- [Aim of the task] Please copy out, word for word, the lines from the line with "Point to one spot on every instance of the blue t-shirt" up to and including the line with "[(178, 62)]". Give only those lines.

- [Records provided]

========

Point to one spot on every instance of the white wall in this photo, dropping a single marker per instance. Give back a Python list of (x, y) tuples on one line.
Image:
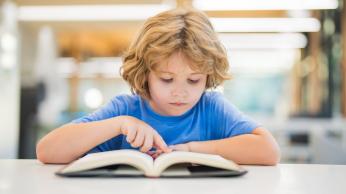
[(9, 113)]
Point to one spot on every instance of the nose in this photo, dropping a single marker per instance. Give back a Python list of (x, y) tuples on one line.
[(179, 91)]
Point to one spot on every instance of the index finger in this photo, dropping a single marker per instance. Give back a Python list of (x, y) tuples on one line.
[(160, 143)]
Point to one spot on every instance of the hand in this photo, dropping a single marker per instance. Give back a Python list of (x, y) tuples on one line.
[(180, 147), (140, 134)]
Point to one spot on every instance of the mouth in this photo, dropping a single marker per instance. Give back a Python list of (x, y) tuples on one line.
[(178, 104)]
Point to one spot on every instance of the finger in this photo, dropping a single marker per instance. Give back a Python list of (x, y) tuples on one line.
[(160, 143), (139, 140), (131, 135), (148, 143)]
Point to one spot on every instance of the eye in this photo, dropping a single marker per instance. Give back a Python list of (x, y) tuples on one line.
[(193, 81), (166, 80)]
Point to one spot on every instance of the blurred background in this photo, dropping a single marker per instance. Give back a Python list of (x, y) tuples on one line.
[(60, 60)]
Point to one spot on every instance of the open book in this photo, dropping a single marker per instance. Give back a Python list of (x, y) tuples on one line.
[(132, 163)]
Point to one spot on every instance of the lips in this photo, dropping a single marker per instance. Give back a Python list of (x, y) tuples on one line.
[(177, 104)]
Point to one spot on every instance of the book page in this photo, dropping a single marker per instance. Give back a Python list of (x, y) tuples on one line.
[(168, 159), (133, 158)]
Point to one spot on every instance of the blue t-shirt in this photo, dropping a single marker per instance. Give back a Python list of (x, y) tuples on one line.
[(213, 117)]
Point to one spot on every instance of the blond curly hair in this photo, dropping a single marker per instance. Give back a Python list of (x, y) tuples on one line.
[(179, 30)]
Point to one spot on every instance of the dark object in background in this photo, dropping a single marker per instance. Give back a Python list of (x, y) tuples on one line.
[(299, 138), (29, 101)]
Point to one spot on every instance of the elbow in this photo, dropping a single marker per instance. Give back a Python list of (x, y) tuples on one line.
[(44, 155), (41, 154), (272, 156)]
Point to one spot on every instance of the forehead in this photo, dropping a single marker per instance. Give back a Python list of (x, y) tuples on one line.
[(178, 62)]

========

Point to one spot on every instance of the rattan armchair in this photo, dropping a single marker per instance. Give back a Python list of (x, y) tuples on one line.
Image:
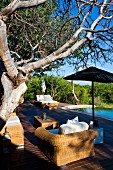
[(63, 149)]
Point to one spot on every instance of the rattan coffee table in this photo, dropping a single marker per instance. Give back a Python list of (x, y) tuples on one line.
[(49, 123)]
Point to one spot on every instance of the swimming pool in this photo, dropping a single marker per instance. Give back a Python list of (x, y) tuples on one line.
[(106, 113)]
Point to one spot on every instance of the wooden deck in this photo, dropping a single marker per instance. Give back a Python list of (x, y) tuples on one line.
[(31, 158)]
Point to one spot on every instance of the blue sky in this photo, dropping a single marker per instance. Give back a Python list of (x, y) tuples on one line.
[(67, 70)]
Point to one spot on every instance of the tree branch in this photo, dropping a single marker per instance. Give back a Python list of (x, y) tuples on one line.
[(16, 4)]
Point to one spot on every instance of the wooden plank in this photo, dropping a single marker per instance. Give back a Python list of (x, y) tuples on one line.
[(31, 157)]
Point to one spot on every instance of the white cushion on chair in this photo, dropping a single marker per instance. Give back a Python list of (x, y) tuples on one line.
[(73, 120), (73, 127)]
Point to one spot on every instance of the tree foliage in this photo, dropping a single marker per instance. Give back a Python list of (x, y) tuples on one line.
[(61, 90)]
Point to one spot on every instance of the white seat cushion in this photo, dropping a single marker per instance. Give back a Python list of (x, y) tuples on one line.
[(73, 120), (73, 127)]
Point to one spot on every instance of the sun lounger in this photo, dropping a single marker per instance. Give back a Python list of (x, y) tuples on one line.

========

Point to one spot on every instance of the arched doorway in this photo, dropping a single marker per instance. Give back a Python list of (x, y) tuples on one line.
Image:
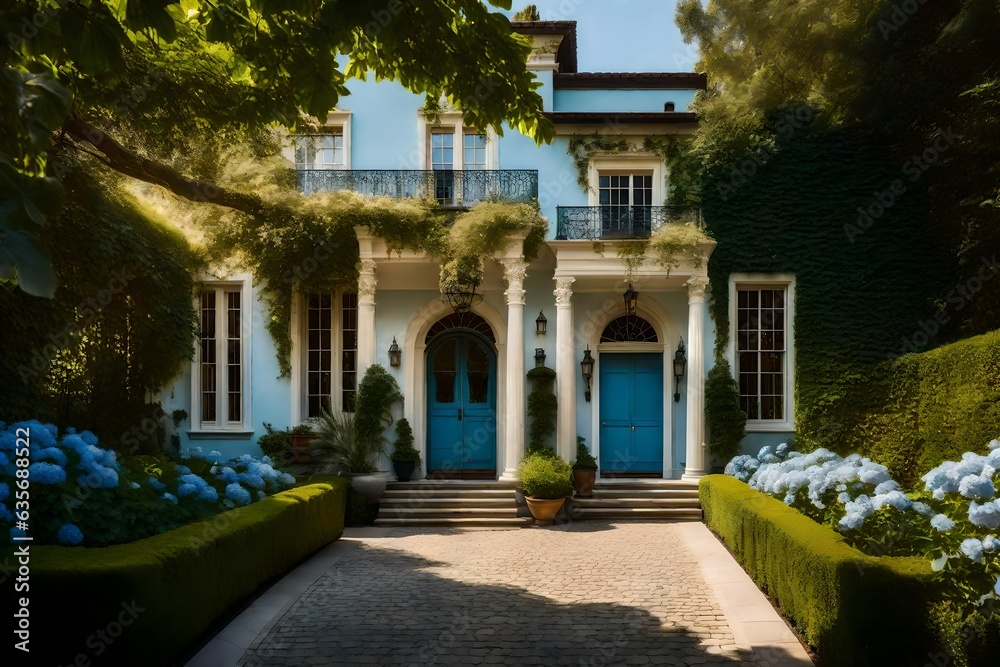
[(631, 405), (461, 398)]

========

- [Task response]
Point to one spot on every instance of the blue t-shirt in this photo, dropping a single marker per instance. Give back a Python list of (x, y) tuples on one line.
[(213, 117)]
Point to one spot on every instance of the blond curly hair in this photo, dropping a single marker per instance. Give back a Python list of (x, y) tuples on one line.
[(179, 30)]
Point to one spot on every instance of the dark object in background in this photo, dropping a single marker per instance. Give back a Python list of (x, y) tuples on one line.
[(299, 138), (29, 101)]
Point to one spot on every instance of the elbow in this photo, dropping a single marker per instance. Give back a Python list of (x, y) tuples on one line.
[(44, 155), (41, 154), (272, 156)]
Point to one spot on every instance of the forehead in this photo, dropping a single marker per instance. Give back a Python list of (x, y) tuples on one line.
[(178, 62)]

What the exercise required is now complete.